GIVEN EXERCISE
Omit all images. Write out the rest of the material exactly.

SUPPLIED INFORMATION
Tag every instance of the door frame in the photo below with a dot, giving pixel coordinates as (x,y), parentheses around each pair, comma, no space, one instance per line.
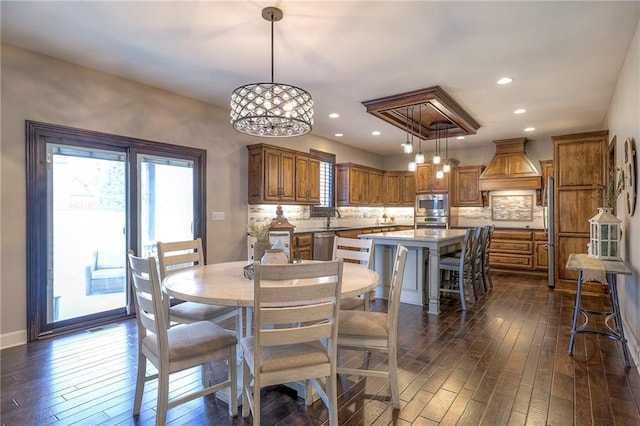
(38,135)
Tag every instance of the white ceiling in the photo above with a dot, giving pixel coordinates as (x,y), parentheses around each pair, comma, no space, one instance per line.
(564,57)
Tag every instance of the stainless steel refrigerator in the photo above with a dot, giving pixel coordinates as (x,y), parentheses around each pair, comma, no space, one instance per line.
(550,229)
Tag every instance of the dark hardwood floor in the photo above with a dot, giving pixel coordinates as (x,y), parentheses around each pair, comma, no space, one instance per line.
(504,361)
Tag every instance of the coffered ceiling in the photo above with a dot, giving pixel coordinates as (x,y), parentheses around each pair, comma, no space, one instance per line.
(564,57)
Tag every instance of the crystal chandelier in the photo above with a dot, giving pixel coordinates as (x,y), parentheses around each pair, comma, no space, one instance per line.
(271,109)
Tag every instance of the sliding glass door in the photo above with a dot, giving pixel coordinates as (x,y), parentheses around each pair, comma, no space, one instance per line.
(91,197)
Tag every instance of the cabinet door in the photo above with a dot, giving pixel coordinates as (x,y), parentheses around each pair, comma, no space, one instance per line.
(423,178)
(359,188)
(467,186)
(540,255)
(408,189)
(439,185)
(573,159)
(287,176)
(375,186)
(302,178)
(272,160)
(392,189)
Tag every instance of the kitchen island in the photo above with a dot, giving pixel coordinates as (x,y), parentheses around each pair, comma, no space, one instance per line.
(421,284)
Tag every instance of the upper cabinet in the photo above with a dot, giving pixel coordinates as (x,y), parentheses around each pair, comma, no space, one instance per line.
(399,188)
(365,186)
(467,186)
(307,179)
(279,175)
(427,181)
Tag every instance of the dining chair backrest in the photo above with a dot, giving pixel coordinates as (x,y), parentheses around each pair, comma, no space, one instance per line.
(354,249)
(393,309)
(309,307)
(177,255)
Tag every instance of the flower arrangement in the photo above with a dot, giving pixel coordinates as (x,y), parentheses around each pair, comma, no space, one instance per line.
(260,231)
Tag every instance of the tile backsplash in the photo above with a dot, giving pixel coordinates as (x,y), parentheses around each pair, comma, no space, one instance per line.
(300,216)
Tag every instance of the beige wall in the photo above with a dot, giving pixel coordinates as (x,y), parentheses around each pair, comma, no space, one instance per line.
(623,121)
(40,88)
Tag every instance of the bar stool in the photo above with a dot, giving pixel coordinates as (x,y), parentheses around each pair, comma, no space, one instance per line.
(613,321)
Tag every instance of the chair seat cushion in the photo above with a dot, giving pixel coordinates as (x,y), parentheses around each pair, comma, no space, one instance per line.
(193,340)
(199,311)
(366,324)
(352,303)
(277,358)
(449,261)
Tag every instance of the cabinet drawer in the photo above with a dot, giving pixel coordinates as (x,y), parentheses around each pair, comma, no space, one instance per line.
(525,247)
(304,240)
(513,261)
(499,234)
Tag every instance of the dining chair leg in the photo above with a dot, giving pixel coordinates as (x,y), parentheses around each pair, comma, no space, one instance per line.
(140,380)
(393,374)
(163,397)
(233,377)
(246,389)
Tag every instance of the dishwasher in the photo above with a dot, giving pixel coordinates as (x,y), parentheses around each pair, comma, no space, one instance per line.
(323,245)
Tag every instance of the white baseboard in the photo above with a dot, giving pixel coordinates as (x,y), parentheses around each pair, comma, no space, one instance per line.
(16,338)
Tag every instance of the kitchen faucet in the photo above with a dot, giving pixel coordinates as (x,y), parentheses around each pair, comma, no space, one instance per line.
(329,216)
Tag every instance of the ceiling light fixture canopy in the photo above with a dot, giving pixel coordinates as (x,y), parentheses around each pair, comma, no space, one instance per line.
(271,109)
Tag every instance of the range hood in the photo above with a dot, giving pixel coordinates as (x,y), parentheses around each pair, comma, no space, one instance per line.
(510,168)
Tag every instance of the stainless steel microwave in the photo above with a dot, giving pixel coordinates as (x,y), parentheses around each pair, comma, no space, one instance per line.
(432,205)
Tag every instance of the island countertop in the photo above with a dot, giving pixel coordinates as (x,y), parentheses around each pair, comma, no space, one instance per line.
(423,234)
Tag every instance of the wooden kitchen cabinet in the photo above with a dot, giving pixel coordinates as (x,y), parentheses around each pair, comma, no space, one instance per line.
(511,249)
(546,170)
(307,179)
(376,187)
(467,186)
(580,180)
(408,189)
(540,251)
(399,188)
(283,176)
(303,246)
(426,180)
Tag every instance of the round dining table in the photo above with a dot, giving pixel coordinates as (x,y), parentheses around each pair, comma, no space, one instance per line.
(225,283)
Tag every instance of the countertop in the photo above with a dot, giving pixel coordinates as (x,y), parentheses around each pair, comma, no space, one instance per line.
(346,228)
(419,235)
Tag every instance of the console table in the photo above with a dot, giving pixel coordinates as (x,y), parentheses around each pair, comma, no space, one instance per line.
(605,271)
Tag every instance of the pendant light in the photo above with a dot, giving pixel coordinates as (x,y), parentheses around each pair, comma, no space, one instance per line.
(271,109)
(407,146)
(447,167)
(412,166)
(419,155)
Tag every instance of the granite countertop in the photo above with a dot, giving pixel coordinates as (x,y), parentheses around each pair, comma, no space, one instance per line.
(346,228)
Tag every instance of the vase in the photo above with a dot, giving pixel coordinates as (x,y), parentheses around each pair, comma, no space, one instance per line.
(259,247)
(274,257)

RESULT OF THE TASK
Tag every instance of the door frame in the photo below with a dot, giving pixel coordinates as (x,y), parentheses around each pair, comma, no space, one instance per line.
(38,135)
Tag every instance of the white ceiling in the photo above with a dot, giving pixel coordinates as (x,y), parentheses around each pair, comma, no space, one instance per line.
(564,57)
Tag every instance of the stainless steel refrigerator in the photo above with a dot, giving pixel coordinates as (x,y), parentheses around each pair, comma, no space, one instance per line.
(550,229)
Tag every instance of the dark hardwood floor in the photo above with a dot, giving pixel coordinates as (x,y), parentheses around each pair, comma, no space, one instance per line.
(504,361)
Tag every instance of the coffered ceiling in the photo above with a dot, giving pixel coordinates as (x,y), parentheses around each pair, comma, no space, one instance per line.
(564,57)
Tag every instance of the crystal chandelier in the photo above with a dot, giving pixel coordinates as (x,y), parentheses around each pair, comma, no space, one instance per line.
(271,109)
Tag every instance of the sliding glass door in the photo above with a dot, giving pixel coordinates as (x,y), parentheses around each pair, comma, no space, one instance per line.
(91,197)
Tag every instance of the cabinet door in the photo above with a dot, giving pixel coordinates as (x,y), parentheses around each pair, comma, no space, one instance per line.
(423,178)
(359,188)
(467,186)
(540,255)
(408,189)
(439,185)
(573,159)
(287,176)
(375,186)
(302,178)
(272,160)
(392,189)
Tag every instance of the kitchen island in the photo above with a dot, giving pixel coordinates as (x,y), parentheses around each pair, comma, no space, one instance per line.
(421,284)
Tag every instance of the upper cabinet in the photo above with a dot, giving pixel coordinates as (x,y), parentheses around each pair, comma, no space, one instance per line.
(399,188)
(365,186)
(467,186)
(307,179)
(279,175)
(427,181)
Tag every instance of the dining chair backrest in the photo above with a dot, giving pixel coordinates as (x,y), parentheses around each pair, comma, no space, one instance per line.
(354,249)
(393,309)
(309,307)
(177,255)
Tag every instance of the flower arrangement in the photo above with a dot, giving pixel coordinates as (x,y), parentheses around each pair, comma, no space, one instance per line.
(260,231)
Tag every instance of the tile backsplash in the photo above with a dot, giving pixel coordinates as (x,y), parentheses around each pair, comma, no space, one instance per line.
(300,216)
Tag every instance of the beige wall in the photo above with a dot, giving pixel coordinates as (x,y), parentheses around each pair, comma, no space, one instance per line.
(623,121)
(40,88)
Tag every instance of the bar stool in the photo above with a dot, giving pixel coordinates as (x,y), parentheses around each pair, comma, no space, one instance per line.
(613,321)
Tag every instance of the chair seat cushion in the photo above with a dot, giving pixel coordinates as (x,y), parentheses around each pair, comma, no space, one instance per line.
(193,340)
(199,311)
(366,324)
(352,303)
(277,358)
(449,261)
Tag every instance of the cabinet drawer in the photo above with a dot, giving pixel coordinates as (x,y), parentheses around each pair, comma, no space, one instance per line.
(525,247)
(304,240)
(513,261)
(499,234)
Tag every instance of the dining chair leg in the photo above with a dot, giving pixel coordinates as (x,y), parentheses around each pair, comma, no space, one instance per line.
(140,380)
(393,374)
(163,397)
(233,377)
(246,389)
Tag every instance of the dishwasher in the photo above with a dot, giving pixel coordinates as (x,y), parentheses around each pair, comma, no space, one instance per line.
(323,245)
Tag every instance of the white baseboard in the photo above with a dot, giving pixel coordinates as (x,y), parentheses around each pair, comma, no space, one instance per line.
(16,338)
Tag every instance of the kitchen faucet in the photo above with a dot, giving pixel coordinates as (x,y), parentheses around each pair, comma, no space, one instance per line.
(329,216)
Tag every instance of the ceiling light fixture canopy in the photo above with a dot, giving pixel coordinates as (x,y), parentheses around each pair, comma, no space, one instance per line.
(271,109)
Tag every instance of the range hood in the photo above with a dot, giving pixel coordinates as (x,y), parentheses around each pair, comma, no space, one instance per line.
(510,168)
Tag every instance of the stainless steel microwave in the photo above with a dot, giving pixel coordinates as (x,y), parentheses around each pair, comma, no space, one instance per line.
(432,205)
Tag every instance of the island countertop in the photo above with a dot, giving pixel coordinates as (x,y), parentheses around each pair, comma, no space, one instance per line.
(423,234)
Tag every instance of the wooden kitchen cabinet in the photo above with a dot, giving pixel coordinates as (x,y), parentheses around each pair, comma, no space, one instance per line.
(511,249)
(546,170)
(307,179)
(376,187)
(467,186)
(580,180)
(408,189)
(540,251)
(399,188)
(283,176)
(303,246)
(426,180)
Tag every instance of the round dining table in the photo above with a dot, giving pixel coordinates as (x,y), parentheses around each pair, comma, no space, one instance per line.
(225,283)
Tag every instance of the countertop in the photo above with a dot, giving pixel coordinates as (x,y), parentheses around each pair, comma, no space, one instance per line.
(346,228)
(419,235)
Tag every instance of the console table in the photo above with a dot, giving pixel coordinates as (x,y), parentheses around each pair, comma, no space, one instance per line.
(605,271)
Tag every instance of the pendant light in the photo above with a dot, giving pixel coordinates as (x,y), parentheses around each pair, comma, no space, one instance per line.
(271,109)
(407,146)
(447,167)
(412,166)
(419,155)
Tag every instance of the granite countertop in the photo above with a dot, giving pixel coordinates as (x,y), parentheses around each pair, comma, no space, one instance per line.
(346,228)
Tag every instance of the vase in the photo above with a dot, giving pixel coordinates as (x,y), parentheses around each pair, comma, no space, one instance per line.
(259,247)
(274,257)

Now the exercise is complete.